§ **What to work on**
Reproduce verbatim only the lines from the one containing "the vertical stabilizer" through the last line below, both included.

§ **Source material**
* * * * * * * * *

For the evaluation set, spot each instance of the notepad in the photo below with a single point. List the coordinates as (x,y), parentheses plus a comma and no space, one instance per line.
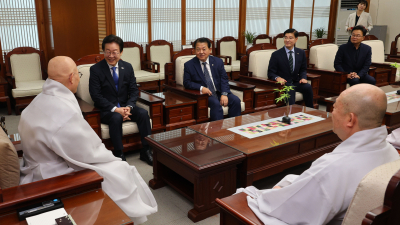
(47,218)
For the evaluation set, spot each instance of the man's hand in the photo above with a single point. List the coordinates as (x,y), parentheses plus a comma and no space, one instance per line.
(127,113)
(303,81)
(281,80)
(224,100)
(205,90)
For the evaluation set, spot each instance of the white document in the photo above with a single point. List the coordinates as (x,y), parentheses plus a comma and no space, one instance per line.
(47,218)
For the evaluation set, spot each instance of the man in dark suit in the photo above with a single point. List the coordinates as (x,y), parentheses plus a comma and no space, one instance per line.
(207,74)
(112,86)
(288,65)
(354,58)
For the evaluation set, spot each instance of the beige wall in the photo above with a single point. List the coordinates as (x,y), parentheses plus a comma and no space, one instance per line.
(386,12)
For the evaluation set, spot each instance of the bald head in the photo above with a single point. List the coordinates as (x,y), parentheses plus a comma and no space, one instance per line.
(367,102)
(63,69)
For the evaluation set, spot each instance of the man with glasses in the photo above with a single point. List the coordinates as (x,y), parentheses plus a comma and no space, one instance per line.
(354,58)
(112,86)
(288,66)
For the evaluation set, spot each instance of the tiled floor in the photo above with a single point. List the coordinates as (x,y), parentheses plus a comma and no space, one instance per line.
(172,207)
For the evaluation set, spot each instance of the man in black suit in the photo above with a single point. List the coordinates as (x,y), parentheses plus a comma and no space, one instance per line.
(112,86)
(288,65)
(354,58)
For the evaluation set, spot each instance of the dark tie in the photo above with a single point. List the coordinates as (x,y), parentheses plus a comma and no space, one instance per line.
(208,80)
(115,78)
(291,61)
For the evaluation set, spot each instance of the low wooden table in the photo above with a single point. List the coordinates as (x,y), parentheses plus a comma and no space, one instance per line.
(178,110)
(93,207)
(270,154)
(199,168)
(392,116)
(3,93)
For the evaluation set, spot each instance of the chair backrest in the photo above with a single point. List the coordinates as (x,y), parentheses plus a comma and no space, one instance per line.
(179,67)
(83,65)
(378,50)
(159,51)
(370,193)
(278,41)
(26,64)
(259,61)
(323,56)
(302,41)
(133,54)
(262,38)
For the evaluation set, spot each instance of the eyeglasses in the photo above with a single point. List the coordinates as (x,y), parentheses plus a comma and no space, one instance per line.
(108,53)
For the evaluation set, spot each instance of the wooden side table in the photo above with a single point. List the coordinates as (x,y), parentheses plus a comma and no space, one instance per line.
(178,110)
(3,94)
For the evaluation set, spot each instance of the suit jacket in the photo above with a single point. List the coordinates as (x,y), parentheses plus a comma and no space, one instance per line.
(279,66)
(345,60)
(193,76)
(102,87)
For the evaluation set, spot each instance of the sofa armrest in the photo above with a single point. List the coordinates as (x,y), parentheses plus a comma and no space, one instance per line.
(55,187)
(150,66)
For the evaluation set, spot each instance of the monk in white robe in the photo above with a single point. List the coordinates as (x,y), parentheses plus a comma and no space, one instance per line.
(322,194)
(57,140)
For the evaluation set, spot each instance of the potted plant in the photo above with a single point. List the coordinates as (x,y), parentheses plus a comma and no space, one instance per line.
(285,96)
(320,32)
(249,38)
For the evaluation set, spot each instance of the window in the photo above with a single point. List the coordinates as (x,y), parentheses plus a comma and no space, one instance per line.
(18,26)
(131,20)
(199,19)
(166,22)
(226,18)
(256,16)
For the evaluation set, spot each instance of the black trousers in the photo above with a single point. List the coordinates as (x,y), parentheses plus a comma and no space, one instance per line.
(114,122)
(306,90)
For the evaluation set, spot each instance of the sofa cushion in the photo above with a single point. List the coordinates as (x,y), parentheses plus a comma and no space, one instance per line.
(9,163)
(144,76)
(27,88)
(26,67)
(323,56)
(179,67)
(132,56)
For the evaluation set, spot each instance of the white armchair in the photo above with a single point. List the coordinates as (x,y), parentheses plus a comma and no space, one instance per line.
(148,79)
(130,131)
(26,72)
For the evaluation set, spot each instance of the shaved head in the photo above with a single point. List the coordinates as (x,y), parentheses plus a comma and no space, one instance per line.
(63,69)
(367,102)
(359,107)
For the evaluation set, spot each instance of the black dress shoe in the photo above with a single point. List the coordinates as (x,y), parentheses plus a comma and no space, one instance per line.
(146,155)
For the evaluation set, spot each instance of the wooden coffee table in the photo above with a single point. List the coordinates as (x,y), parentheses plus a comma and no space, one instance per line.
(199,168)
(93,207)
(270,154)
(392,116)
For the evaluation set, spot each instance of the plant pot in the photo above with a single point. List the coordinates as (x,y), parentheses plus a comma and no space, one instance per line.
(286,119)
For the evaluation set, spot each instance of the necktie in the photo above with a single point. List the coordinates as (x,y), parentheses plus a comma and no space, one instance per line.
(208,80)
(115,78)
(291,61)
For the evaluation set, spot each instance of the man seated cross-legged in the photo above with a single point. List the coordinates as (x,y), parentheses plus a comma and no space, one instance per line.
(322,194)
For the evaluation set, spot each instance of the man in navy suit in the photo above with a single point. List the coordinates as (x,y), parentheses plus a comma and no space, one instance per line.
(112,86)
(354,58)
(288,65)
(207,74)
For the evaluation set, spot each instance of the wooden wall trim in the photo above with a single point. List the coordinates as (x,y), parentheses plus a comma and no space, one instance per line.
(242,26)
(332,19)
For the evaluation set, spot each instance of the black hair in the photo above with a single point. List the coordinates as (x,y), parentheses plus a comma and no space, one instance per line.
(202,40)
(360,27)
(363,2)
(291,31)
(112,38)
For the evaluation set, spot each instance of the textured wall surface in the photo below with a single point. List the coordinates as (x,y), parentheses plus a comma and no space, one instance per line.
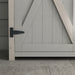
(3,24)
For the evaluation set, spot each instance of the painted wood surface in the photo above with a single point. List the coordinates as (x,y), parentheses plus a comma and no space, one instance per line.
(44,26)
(11,24)
(65,18)
(3,25)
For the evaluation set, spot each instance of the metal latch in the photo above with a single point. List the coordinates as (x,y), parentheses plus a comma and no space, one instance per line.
(15,32)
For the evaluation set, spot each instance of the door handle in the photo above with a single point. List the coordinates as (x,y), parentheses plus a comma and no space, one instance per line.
(15,32)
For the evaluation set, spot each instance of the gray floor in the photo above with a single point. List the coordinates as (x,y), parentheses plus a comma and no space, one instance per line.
(36,66)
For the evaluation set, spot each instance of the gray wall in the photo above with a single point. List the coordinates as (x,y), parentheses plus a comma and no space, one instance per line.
(3,24)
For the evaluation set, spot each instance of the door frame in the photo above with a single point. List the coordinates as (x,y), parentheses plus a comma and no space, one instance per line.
(11,24)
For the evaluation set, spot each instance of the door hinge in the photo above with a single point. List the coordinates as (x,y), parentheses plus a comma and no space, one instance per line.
(15,32)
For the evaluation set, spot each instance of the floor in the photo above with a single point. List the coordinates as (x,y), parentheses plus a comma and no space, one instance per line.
(36,66)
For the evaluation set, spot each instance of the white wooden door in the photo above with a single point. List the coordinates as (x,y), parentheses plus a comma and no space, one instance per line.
(43,27)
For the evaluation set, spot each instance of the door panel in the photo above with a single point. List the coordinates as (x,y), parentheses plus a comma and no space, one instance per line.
(42,25)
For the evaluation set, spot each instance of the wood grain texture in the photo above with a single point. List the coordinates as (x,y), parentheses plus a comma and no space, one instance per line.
(11,24)
(63,14)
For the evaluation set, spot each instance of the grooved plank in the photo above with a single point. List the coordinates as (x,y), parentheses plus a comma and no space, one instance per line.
(47,21)
(3,11)
(65,19)
(30,16)
(3,27)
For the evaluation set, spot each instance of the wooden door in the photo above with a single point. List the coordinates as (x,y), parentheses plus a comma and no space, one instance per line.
(43,27)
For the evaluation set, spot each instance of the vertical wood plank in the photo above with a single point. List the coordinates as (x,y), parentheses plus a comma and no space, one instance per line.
(68,4)
(57,27)
(74,22)
(11,24)
(37,25)
(47,21)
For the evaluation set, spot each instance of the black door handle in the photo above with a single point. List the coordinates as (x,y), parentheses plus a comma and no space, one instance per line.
(15,32)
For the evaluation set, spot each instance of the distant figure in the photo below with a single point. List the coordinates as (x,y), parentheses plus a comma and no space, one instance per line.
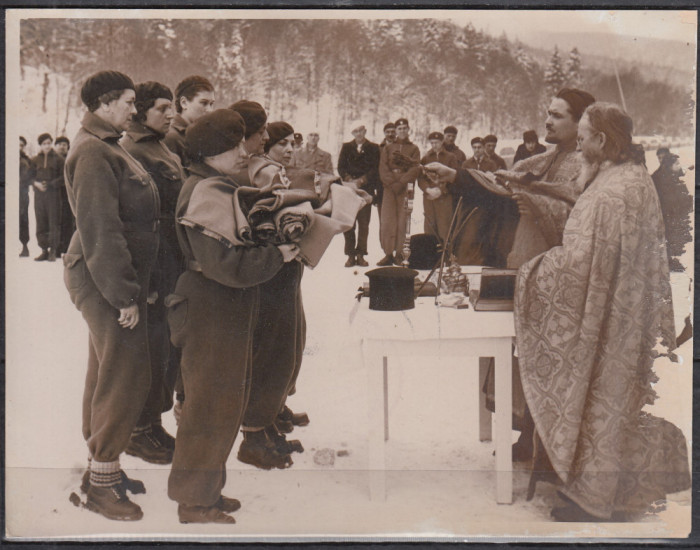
(26,174)
(450,146)
(676,205)
(530,147)
(312,157)
(490,142)
(62,146)
(437,199)
(194,98)
(358,162)
(480,160)
(48,180)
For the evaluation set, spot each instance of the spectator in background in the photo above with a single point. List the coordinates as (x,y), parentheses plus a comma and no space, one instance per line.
(144,141)
(26,176)
(48,179)
(399,165)
(312,157)
(530,147)
(358,162)
(490,142)
(194,97)
(479,161)
(437,199)
(676,205)
(450,146)
(62,146)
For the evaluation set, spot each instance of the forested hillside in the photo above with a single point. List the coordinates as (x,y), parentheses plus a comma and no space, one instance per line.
(325,73)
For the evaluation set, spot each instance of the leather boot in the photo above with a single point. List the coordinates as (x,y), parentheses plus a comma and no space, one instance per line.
(257,450)
(112,503)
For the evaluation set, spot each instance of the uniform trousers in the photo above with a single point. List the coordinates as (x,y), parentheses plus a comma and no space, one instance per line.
(276,342)
(118,375)
(47,210)
(437,215)
(392,231)
(23,213)
(358,246)
(213,325)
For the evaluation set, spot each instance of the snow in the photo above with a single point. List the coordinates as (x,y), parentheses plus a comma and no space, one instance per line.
(440,479)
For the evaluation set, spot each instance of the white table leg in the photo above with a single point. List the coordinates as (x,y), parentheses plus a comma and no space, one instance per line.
(504,419)
(484,413)
(374,365)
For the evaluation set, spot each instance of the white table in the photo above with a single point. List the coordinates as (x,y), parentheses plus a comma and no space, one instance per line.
(432,331)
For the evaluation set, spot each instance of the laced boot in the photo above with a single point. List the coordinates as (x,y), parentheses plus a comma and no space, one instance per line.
(256,449)
(280,441)
(112,503)
(297,419)
(203,514)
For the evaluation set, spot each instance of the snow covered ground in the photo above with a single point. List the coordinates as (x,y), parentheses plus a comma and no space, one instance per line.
(440,481)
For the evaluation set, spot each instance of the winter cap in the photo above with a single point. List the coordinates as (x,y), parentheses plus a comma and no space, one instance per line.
(102,83)
(529,136)
(277,132)
(577,99)
(214,133)
(253,114)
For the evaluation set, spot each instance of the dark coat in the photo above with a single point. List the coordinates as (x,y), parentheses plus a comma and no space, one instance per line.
(394,176)
(175,139)
(362,165)
(49,169)
(522,153)
(116,207)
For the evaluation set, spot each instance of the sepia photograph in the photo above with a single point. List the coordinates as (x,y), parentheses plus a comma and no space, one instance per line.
(349,275)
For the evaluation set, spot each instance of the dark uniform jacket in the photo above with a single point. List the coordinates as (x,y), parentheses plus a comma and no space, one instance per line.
(49,169)
(395,176)
(360,164)
(116,207)
(175,139)
(217,259)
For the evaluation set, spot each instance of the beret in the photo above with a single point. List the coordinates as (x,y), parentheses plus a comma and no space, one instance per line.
(577,99)
(102,83)
(214,133)
(253,114)
(277,132)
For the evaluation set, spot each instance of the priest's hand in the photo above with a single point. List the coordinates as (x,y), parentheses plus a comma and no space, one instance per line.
(439,173)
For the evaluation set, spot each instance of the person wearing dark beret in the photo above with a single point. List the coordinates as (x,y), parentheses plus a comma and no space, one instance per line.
(194,97)
(490,142)
(107,269)
(212,316)
(437,200)
(280,333)
(47,168)
(144,141)
(399,165)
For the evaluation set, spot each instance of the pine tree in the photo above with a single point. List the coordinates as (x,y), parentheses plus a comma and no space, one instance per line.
(573,68)
(554,76)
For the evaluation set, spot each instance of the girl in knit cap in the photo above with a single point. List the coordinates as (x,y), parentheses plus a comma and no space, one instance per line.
(213,315)
(107,271)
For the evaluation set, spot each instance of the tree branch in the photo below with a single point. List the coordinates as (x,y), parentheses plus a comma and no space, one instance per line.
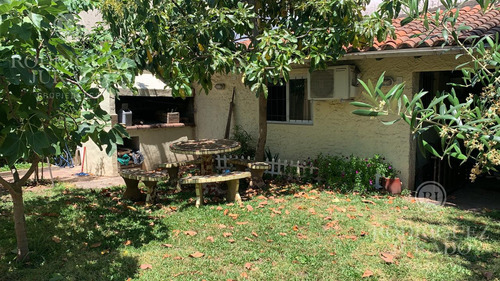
(6,185)
(83,90)
(178,7)
(30,171)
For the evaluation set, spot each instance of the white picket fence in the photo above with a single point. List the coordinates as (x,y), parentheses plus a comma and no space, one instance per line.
(278,167)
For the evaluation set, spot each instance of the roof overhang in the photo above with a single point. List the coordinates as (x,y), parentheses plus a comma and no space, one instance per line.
(410,52)
(148,85)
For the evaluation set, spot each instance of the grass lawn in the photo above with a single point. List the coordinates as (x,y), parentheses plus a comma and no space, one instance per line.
(285,233)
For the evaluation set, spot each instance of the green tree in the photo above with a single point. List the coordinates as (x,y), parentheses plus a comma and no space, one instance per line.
(52,77)
(184,42)
(468,129)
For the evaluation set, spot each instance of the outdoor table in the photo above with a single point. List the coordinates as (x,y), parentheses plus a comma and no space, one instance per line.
(205,148)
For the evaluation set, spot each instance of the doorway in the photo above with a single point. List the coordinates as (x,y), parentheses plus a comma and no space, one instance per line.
(451,173)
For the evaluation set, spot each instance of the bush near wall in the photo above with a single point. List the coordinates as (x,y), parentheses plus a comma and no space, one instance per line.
(352,173)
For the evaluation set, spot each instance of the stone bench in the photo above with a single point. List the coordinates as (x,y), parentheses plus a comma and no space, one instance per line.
(150,179)
(257,170)
(233,183)
(173,170)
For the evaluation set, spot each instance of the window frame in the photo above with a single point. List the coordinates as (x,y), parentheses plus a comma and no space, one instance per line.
(287,101)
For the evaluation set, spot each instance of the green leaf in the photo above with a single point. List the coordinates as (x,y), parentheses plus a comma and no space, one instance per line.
(431,149)
(361,104)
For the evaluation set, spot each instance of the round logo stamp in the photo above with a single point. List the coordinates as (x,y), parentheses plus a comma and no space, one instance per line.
(431,192)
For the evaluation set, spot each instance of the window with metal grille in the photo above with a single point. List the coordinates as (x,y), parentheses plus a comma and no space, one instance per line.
(288,103)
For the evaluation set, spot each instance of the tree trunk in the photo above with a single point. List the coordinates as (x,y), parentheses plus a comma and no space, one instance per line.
(261,144)
(16,192)
(20,226)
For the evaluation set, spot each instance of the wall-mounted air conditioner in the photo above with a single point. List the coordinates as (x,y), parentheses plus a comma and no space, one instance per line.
(338,82)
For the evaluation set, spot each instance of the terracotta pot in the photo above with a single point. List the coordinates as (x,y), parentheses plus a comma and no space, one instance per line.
(393,186)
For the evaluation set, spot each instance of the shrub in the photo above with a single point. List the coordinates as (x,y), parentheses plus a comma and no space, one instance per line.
(352,173)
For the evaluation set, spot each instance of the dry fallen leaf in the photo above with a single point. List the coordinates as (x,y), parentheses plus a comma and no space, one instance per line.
(301,236)
(367,273)
(197,255)
(190,233)
(145,266)
(387,257)
(488,275)
(368,202)
(248,265)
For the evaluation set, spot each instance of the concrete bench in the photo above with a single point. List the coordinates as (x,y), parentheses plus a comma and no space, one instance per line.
(257,170)
(173,170)
(233,183)
(150,179)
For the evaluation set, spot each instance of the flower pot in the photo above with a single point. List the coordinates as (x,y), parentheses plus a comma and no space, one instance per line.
(392,186)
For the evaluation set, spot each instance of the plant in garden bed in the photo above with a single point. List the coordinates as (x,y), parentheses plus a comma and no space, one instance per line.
(352,173)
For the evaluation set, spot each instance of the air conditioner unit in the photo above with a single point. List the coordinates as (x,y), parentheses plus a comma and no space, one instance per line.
(338,82)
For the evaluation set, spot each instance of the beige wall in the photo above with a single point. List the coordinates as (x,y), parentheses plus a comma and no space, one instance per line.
(335,130)
(153,143)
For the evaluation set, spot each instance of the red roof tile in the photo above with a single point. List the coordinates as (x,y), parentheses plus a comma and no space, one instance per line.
(412,34)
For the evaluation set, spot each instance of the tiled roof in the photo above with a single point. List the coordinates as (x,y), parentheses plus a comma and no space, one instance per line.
(413,35)
(481,24)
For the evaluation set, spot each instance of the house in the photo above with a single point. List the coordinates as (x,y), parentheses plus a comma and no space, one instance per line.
(300,127)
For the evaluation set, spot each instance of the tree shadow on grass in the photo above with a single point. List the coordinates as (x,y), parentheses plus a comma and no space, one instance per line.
(473,242)
(80,235)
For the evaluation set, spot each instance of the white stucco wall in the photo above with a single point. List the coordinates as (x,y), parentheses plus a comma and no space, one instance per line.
(335,129)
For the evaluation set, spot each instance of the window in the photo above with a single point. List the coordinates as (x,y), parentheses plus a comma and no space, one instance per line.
(288,103)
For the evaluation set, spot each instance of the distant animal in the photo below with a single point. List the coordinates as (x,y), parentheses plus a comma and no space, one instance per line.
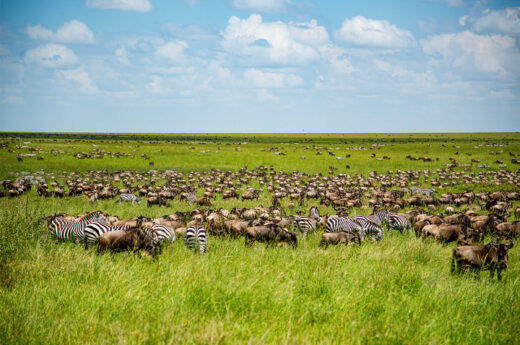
(493,256)
(399,222)
(130,198)
(340,238)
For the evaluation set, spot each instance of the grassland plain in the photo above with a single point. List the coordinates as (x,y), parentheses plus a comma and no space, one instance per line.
(397,291)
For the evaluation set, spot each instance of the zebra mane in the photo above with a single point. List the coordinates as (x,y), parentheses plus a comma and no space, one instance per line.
(88,215)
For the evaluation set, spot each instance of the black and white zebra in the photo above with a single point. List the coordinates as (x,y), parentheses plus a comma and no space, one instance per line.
(370,228)
(337,224)
(94,230)
(129,197)
(398,221)
(378,217)
(64,230)
(314,213)
(196,235)
(164,233)
(429,192)
(305,225)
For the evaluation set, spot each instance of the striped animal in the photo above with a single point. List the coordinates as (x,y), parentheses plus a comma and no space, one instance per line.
(129,197)
(196,235)
(305,225)
(64,230)
(94,230)
(164,233)
(337,224)
(398,221)
(370,228)
(314,213)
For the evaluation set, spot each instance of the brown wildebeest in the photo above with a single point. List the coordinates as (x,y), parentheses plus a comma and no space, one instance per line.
(508,229)
(446,233)
(492,256)
(340,238)
(270,233)
(133,239)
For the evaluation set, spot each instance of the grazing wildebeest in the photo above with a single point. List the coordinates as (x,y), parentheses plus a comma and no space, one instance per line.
(492,256)
(270,233)
(133,239)
(341,237)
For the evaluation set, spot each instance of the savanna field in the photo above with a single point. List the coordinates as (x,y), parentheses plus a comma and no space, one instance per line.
(396,291)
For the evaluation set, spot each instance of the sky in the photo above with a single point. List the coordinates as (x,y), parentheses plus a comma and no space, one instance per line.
(196,66)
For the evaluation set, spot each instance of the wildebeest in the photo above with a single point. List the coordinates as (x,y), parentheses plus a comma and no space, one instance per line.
(133,239)
(270,233)
(341,237)
(492,256)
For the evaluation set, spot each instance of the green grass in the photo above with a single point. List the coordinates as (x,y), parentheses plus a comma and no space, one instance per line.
(398,291)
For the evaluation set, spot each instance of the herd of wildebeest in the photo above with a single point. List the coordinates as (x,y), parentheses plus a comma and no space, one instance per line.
(470,219)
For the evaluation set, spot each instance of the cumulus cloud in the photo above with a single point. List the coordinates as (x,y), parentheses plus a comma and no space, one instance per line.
(274,43)
(269,6)
(51,55)
(506,21)
(123,5)
(80,78)
(487,53)
(268,80)
(172,50)
(364,32)
(71,32)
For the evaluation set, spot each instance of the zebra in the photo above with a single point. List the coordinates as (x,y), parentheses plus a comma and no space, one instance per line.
(305,224)
(164,233)
(94,230)
(429,192)
(314,213)
(196,235)
(337,224)
(63,229)
(398,221)
(129,197)
(378,217)
(369,227)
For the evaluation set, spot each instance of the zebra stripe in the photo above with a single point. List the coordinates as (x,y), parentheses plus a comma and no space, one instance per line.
(305,225)
(64,230)
(196,235)
(94,230)
(129,197)
(164,233)
(337,224)
(370,228)
(400,222)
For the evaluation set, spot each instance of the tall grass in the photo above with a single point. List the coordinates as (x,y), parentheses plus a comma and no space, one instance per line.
(397,291)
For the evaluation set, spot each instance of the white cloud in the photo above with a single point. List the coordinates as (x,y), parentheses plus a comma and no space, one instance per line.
(13,100)
(51,55)
(506,21)
(269,6)
(275,42)
(124,5)
(172,50)
(493,53)
(363,32)
(80,78)
(71,32)
(267,80)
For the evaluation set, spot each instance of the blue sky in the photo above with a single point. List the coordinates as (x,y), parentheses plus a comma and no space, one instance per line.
(259,66)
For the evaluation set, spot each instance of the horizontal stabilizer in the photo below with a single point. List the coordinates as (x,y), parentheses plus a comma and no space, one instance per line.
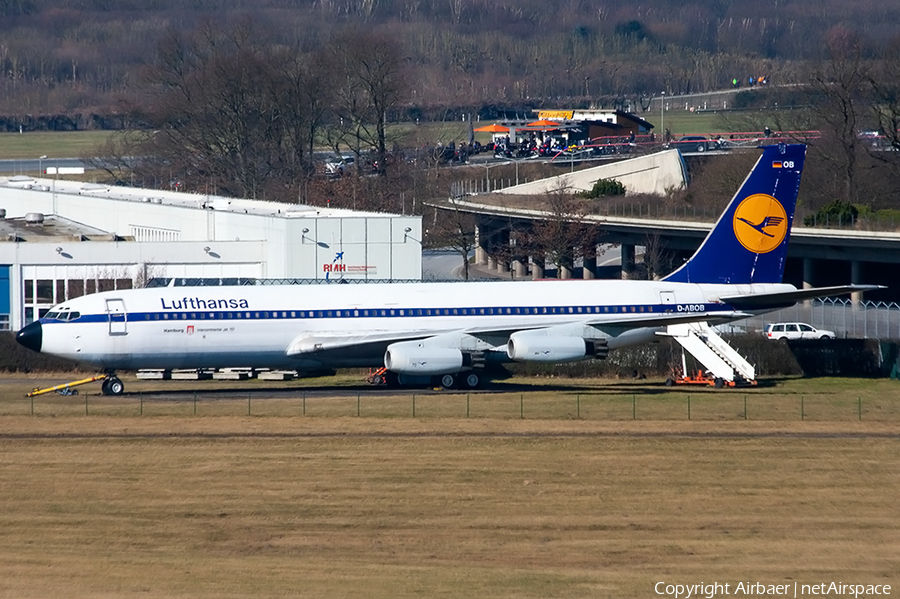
(787,298)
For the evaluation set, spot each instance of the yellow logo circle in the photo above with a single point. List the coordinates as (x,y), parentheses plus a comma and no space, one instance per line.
(760,223)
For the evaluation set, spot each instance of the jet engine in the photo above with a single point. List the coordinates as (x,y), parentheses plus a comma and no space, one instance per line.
(412,357)
(531,347)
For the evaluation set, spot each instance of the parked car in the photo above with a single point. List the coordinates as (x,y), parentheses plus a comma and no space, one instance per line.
(338,165)
(691,143)
(796,330)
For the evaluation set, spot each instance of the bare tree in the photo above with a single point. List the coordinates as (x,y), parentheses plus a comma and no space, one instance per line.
(563,235)
(455,229)
(370,83)
(841,80)
(232,114)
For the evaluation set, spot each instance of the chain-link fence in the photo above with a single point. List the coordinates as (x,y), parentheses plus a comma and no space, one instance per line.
(848,320)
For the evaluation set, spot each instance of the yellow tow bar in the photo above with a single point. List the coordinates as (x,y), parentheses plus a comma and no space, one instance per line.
(66,388)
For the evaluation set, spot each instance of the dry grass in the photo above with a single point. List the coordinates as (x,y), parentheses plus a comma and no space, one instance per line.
(226,505)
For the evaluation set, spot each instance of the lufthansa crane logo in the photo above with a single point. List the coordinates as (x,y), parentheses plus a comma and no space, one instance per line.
(760,223)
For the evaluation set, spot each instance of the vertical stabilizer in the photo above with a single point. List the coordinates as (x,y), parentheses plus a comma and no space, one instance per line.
(749,242)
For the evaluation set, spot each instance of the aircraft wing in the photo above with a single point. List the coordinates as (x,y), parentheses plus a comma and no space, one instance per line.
(315,344)
(787,298)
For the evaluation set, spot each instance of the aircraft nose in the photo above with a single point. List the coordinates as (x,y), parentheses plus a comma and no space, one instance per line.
(31,336)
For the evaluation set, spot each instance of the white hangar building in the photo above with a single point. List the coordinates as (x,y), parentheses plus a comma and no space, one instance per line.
(63,239)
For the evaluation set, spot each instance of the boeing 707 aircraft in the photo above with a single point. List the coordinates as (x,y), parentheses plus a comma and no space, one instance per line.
(445,331)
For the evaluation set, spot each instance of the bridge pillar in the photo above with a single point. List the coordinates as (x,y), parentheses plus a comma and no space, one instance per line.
(627,261)
(481,244)
(808,283)
(520,269)
(589,270)
(537,267)
(856,279)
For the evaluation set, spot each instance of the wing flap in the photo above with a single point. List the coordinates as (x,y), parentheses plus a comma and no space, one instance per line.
(788,298)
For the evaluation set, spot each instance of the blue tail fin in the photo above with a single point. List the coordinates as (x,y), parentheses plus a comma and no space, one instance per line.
(749,242)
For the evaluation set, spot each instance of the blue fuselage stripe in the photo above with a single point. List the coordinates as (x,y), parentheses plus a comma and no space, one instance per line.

* * * * * * * * *

§ **Response to the task**
For the evaluation set, spot each instance of the vertical stabilizer in the photo above with a single point. List the coordinates as (x,y), parentheses plus a comma and no space, one instance per line.
(749,242)
For the evaluation set, spot each instance of the aircraft wing in the photo above with a single point. List the coordinates as (x,y), parentheses plus a comma and no space, one instance per line.
(315,344)
(787,298)
For the evaluation set, spot each instance of the aircraft nose in the photo above with a single point. List the coordinates as (x,y), parentheses plus a comma and no space, one instance per line.
(31,336)
For the evaluation set, spot each instance of the white hangar building in the photo above with a single point. List the coordinates as (x,y), parentheses plus a comma and no space, one instance per line.
(63,239)
For the evaluation set, spot each instance of the boeing 707 aircraft in the photo above with a single point. List the coordinates as (x,y), parentheses plus a comma and no space, one instance per line.
(445,331)
For the evaluation set, spot each instance of the bridge pillar in the photo above with a single point. List the coordinates as (x,y), parentheses plus a comma and no space, one instance per line.
(627,261)
(481,244)
(808,283)
(520,269)
(589,270)
(537,267)
(856,279)
For the evaluation set, spot each instance of the wing flap in the photo above with a single point. List the coordinates as (x,y), parentheses plus a comma and no space, one instance per line.
(788,298)
For the evaluation set, spot each instance of the blue tail fin in the photo above with a single point. List the coordinates as (x,y), parentheses plus a comma and no space, one instance per line.
(749,242)
For the evaluation set, spot each instance of the blue fuselage stripe in the photo above with a single point. List the coordinates as (x,y), parentheses plus a comma and no space, one instance per line.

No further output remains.